» Brano di partenza:
****************************************
Una tra le conquiste più recenti della Bologna dell’arte sta nell’aver riportato un capolavoro di Ercole de’ Roberti (Ferrara, 1450 circa - 1496), il Ritratto di Giovanni II Bentivoglio, al Museo di Palazzo Poggi, l’antica residenza nobiliare eretta verso la metà del Cinquecento, quindi nel 1711 acquistata dal Senato bolognese per installarvi l’Istituto delle Scienze e delle Arti, poi ancora dal 1803 sede dell’Università di Bologna: oggi, ancora sede universitaria, l’edificio ospita il museo che accoglie le collezioni storiche di anatomia, ostetricia, fisica, chimica, storia naturale, architettura militare, geografia e nautica dell’ateneo (il Museo di Palazzo Poggi, appunto), il Museo Europeo degli Studenti, e il Museo della Specola. Qui, a Palazzo Poggi, nascosto in una soffitta, fu ritrovato il ritratto, per merito dello storico dell’arte Igino Benvenuto Supino (Pisa, 1858 - Bologna, 1940), che lo rinvenne in uno stato di conservazione disastroso, dimenticato da tutti. Niente si sa della storia precedente del dipinto, né come abbia fatto ad arrivare qui, ma del perché del suo stato e del perché fosse nascosto si può forse avere qualche idea, di cui si dirà meglio tra poco.
****************************************
» Record di dati:
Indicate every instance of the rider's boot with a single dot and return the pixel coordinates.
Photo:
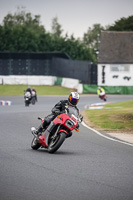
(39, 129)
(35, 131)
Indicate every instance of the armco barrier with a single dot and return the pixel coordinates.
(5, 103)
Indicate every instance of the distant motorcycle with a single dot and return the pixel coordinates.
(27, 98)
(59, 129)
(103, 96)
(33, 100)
****************************************
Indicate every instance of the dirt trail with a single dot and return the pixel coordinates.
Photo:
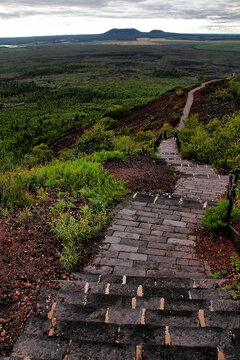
****************************************
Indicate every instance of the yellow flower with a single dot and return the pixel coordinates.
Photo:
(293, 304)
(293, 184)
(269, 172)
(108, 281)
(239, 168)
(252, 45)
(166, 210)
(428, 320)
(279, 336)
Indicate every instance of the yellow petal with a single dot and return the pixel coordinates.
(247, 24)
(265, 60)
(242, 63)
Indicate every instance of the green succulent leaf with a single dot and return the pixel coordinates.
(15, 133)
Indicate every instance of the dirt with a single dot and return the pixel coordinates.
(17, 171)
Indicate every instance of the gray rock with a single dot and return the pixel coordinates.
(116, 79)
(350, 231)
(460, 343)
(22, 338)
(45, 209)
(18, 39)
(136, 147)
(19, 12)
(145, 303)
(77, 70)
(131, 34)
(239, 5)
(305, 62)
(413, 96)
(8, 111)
****************************************
» Esercizi da svolgere:
[a] Puoi riportare per intero, senza alcuna modifica, il brano sul ritratto di Giovanni II Bentivoglio?
[b] Quali righe dei record contengono la stringa "with"? Selezionale e trascrivile tutte, facendo distinzione tra maiuscole e minuscole.

» Esercizio svolto:
[a]
Una tra le conquiste più recenti della Bologna dell’arte sta nell’aver riportato un capolavoro di Ercole de’ Roberti (Ferrara, 1450 circa - 1496), il Ritratto di Giovanni II Bentivoglio, al Museo di Palazzo Poggi, l’antica residenza nobiliare eretta verso la metà del Cinquecento, quindi nel 1711 acquistata dal Senato bolognese per installarvi l’Istituto delle Scienze e delle Arti, poi ancora dal 1803 sede dell’Università di Bologna: oggi, ancora sede universitaria, l’edificio ospita il museo che accoglie le collezioni storiche di anatomia, ostetricia, fisica, chimica, storia naturale, architettura militare, geografia e nautica dell’ateneo (il Museo di Palazzo Poggi, appunto), il Museo Europeo degli Studenti, e il Museo della Specola. Qui, a Palazzo Poggi, nascosto in una soffitta, fu ritrovato il ritratto, per merito dello storico dell’arte Igino Benvenuto Supino (Pisa, 1858 - Bologna, 1940), che lo rinvenne in uno stato di conservazione disastroso, dimenticato da tutti. Niente si sa della storia precedente del dipinto, né come abbia fatto ad arrivare qui, ma del perché del suo stato e del perché fosse nascosto si può forse avere qualche idea, di cui si dirà meglio tra poco.

[b]
Indicate every instance of the rider's boot with a single dot and return the pixel coordinates.
Indicate every instance of the armco barrier with a single dot and return the pixel coordinates.
Indicate every instance of the distant motorcycle with a single dot and return the pixel coordinates.
Indicate every instance of the dirt trail with a single dot and return the pixel coordinates.
Indicate every instance of the yellow flower with a single dot and return the pixel coordinates.
Indicate every instance of the yellow petal with a single dot and return the pixel coordinates.
Indicate every instance of the green succulent leaf with a single dot and return the pixel coordinates.
Indicate every instance of the dirt with a single dot and return the pixel coordinates.
Indicate every instance of the gray rock with a single dot and return the pixel coordinates.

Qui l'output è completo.